| REQUIREMENT |
Exactly reproduce the lines from the line containing "Locate every instance of the red lesion" to the end of the data below, inclusive, and nothing else.

| RECORDS FOR THIS EXERCISE |
• • •
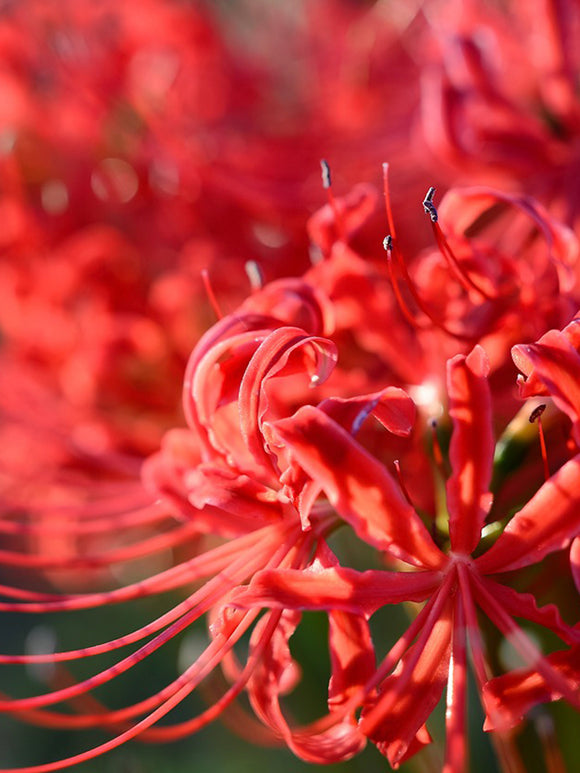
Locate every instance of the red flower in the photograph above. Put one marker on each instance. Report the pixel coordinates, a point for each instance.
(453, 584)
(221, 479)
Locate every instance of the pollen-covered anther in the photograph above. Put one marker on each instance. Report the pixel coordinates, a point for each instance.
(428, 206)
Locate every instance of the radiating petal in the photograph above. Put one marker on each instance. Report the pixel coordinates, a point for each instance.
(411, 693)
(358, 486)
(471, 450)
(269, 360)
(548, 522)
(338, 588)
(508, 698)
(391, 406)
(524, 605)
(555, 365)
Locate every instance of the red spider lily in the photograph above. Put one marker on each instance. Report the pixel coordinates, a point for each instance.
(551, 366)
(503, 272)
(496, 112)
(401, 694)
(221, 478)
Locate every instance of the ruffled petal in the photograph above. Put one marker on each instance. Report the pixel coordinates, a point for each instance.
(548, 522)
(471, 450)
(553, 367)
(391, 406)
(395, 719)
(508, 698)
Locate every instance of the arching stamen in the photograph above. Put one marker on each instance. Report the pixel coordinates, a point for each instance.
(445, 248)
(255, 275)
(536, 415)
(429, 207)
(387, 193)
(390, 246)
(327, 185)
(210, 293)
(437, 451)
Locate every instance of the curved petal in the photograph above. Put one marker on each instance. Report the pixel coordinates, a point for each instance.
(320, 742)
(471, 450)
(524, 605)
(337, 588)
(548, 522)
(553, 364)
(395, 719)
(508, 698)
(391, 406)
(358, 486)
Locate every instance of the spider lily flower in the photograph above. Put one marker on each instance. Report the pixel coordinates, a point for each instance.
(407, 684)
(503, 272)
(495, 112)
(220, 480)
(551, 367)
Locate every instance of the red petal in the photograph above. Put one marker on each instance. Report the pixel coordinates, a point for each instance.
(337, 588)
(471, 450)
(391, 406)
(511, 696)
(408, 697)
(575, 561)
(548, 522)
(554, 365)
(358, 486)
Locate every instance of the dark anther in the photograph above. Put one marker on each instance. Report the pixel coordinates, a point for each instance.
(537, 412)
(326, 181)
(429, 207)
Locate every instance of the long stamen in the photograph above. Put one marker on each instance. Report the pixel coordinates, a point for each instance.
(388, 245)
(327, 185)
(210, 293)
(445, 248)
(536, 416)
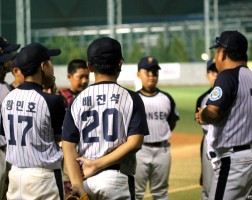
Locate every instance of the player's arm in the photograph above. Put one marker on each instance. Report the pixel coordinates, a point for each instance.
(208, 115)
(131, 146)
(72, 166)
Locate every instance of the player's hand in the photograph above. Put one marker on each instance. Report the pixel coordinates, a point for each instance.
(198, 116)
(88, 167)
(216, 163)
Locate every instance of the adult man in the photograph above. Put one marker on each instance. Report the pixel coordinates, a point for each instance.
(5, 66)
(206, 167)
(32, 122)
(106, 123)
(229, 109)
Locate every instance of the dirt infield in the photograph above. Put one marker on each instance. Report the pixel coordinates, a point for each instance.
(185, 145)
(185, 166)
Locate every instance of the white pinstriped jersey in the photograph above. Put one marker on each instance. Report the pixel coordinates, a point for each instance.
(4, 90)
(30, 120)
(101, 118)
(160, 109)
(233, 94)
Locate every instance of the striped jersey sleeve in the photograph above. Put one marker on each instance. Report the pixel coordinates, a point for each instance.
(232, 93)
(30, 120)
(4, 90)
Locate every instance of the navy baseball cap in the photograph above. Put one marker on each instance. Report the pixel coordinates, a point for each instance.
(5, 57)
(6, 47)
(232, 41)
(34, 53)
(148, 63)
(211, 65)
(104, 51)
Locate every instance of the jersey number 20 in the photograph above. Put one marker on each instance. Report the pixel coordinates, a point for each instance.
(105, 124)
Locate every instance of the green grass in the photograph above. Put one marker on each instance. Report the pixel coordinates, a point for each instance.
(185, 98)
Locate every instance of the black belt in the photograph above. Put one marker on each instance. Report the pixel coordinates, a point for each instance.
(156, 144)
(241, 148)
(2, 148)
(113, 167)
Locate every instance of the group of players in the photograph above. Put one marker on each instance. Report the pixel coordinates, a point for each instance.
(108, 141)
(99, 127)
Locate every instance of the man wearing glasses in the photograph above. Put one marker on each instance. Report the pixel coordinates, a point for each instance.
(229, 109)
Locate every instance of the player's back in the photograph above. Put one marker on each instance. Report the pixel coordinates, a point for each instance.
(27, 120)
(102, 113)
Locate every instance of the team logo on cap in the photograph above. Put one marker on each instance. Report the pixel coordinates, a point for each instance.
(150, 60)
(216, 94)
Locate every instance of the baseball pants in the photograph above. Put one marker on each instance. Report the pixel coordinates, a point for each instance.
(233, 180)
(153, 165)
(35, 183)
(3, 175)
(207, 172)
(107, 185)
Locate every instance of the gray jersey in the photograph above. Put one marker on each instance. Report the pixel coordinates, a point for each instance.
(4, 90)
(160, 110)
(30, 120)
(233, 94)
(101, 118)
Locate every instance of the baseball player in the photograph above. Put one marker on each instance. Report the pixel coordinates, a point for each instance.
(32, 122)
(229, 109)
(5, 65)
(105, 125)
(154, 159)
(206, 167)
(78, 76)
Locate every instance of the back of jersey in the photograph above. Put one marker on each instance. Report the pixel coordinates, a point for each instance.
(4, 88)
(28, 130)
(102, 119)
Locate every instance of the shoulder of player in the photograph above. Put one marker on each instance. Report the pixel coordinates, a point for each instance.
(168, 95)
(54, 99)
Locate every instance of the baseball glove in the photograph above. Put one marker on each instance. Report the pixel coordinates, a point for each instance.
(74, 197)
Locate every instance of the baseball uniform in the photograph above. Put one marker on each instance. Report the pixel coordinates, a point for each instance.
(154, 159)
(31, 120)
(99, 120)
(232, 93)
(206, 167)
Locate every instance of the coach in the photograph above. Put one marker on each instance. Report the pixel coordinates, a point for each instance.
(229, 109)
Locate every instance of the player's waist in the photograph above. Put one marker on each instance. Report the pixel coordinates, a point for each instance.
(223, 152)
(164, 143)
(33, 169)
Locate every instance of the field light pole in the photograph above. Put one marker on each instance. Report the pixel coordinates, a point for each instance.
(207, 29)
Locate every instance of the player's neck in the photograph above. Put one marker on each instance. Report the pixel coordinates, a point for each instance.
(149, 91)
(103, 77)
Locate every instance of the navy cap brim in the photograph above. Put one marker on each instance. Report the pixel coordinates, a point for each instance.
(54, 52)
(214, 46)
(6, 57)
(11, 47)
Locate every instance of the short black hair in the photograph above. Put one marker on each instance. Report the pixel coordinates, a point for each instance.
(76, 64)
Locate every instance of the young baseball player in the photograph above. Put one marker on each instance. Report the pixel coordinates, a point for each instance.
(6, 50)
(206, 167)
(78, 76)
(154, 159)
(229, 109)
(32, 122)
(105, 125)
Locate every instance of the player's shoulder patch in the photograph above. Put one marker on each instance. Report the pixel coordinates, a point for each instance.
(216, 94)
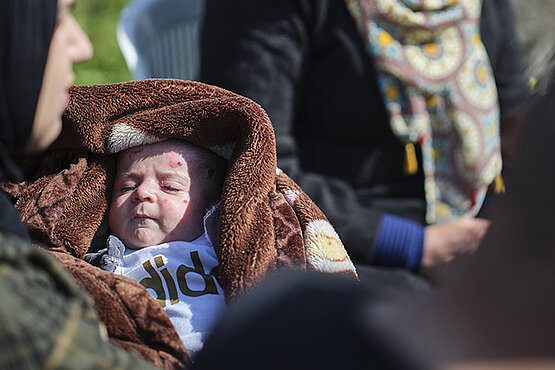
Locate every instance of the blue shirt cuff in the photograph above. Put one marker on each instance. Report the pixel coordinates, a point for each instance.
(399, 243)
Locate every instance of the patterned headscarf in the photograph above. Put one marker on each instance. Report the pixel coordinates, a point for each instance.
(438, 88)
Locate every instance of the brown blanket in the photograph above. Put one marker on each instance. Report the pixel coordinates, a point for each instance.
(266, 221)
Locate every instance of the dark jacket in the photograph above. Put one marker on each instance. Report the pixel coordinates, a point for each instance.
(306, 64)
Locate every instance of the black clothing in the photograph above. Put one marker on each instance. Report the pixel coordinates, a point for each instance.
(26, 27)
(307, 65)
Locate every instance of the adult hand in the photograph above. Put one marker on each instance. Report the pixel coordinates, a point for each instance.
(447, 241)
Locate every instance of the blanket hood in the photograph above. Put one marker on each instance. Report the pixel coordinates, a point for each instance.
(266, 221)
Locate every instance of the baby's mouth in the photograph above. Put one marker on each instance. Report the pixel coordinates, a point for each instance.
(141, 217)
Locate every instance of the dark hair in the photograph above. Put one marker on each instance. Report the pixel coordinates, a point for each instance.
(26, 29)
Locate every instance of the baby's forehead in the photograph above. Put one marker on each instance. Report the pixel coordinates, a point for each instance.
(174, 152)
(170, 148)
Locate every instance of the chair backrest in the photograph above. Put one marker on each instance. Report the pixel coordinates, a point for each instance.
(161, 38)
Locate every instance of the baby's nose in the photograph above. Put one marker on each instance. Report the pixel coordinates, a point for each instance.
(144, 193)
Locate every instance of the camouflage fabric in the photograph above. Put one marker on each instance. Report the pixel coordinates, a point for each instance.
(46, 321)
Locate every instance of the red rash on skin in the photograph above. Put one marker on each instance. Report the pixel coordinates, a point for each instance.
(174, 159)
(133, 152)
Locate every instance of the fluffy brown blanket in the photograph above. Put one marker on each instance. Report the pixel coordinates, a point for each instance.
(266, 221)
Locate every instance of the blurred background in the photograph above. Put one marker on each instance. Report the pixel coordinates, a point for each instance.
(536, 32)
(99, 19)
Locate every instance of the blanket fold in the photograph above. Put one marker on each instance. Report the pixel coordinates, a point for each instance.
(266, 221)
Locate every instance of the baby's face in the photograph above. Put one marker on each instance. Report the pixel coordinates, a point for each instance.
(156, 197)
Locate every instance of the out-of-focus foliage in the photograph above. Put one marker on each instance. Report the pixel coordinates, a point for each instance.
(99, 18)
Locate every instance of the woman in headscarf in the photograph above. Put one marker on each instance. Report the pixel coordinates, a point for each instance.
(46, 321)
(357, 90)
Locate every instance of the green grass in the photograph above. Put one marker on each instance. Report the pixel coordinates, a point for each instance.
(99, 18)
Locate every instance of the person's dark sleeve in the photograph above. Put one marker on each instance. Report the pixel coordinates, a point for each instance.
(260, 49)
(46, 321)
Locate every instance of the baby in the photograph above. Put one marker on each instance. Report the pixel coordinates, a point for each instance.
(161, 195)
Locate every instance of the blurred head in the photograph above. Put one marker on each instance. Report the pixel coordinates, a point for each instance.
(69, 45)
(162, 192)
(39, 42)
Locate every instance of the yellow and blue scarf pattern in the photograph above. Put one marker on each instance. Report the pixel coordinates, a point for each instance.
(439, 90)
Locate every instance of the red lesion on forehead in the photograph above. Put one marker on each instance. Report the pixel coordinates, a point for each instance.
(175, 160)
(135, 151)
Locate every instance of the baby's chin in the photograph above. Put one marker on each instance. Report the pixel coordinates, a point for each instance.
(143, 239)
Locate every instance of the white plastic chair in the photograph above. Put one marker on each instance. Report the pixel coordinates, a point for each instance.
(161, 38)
• • •
| EXERCISE RESPONSE |
Locate every instance of the red lesion on forehead in the photograph above. Put one marker on each instance. Report the pixel coordinates, a point for each instance.
(175, 160)
(135, 151)
Locate every instance of the baby's chin in the photograph above. Put one marker on each instance. Report the pixel coordinates, a point for each instance.
(143, 239)
Locate every instance of the white plastic chair in the photograph above. Put one marker on each instance. Report the pixel coordinates, a point for each instance.
(161, 38)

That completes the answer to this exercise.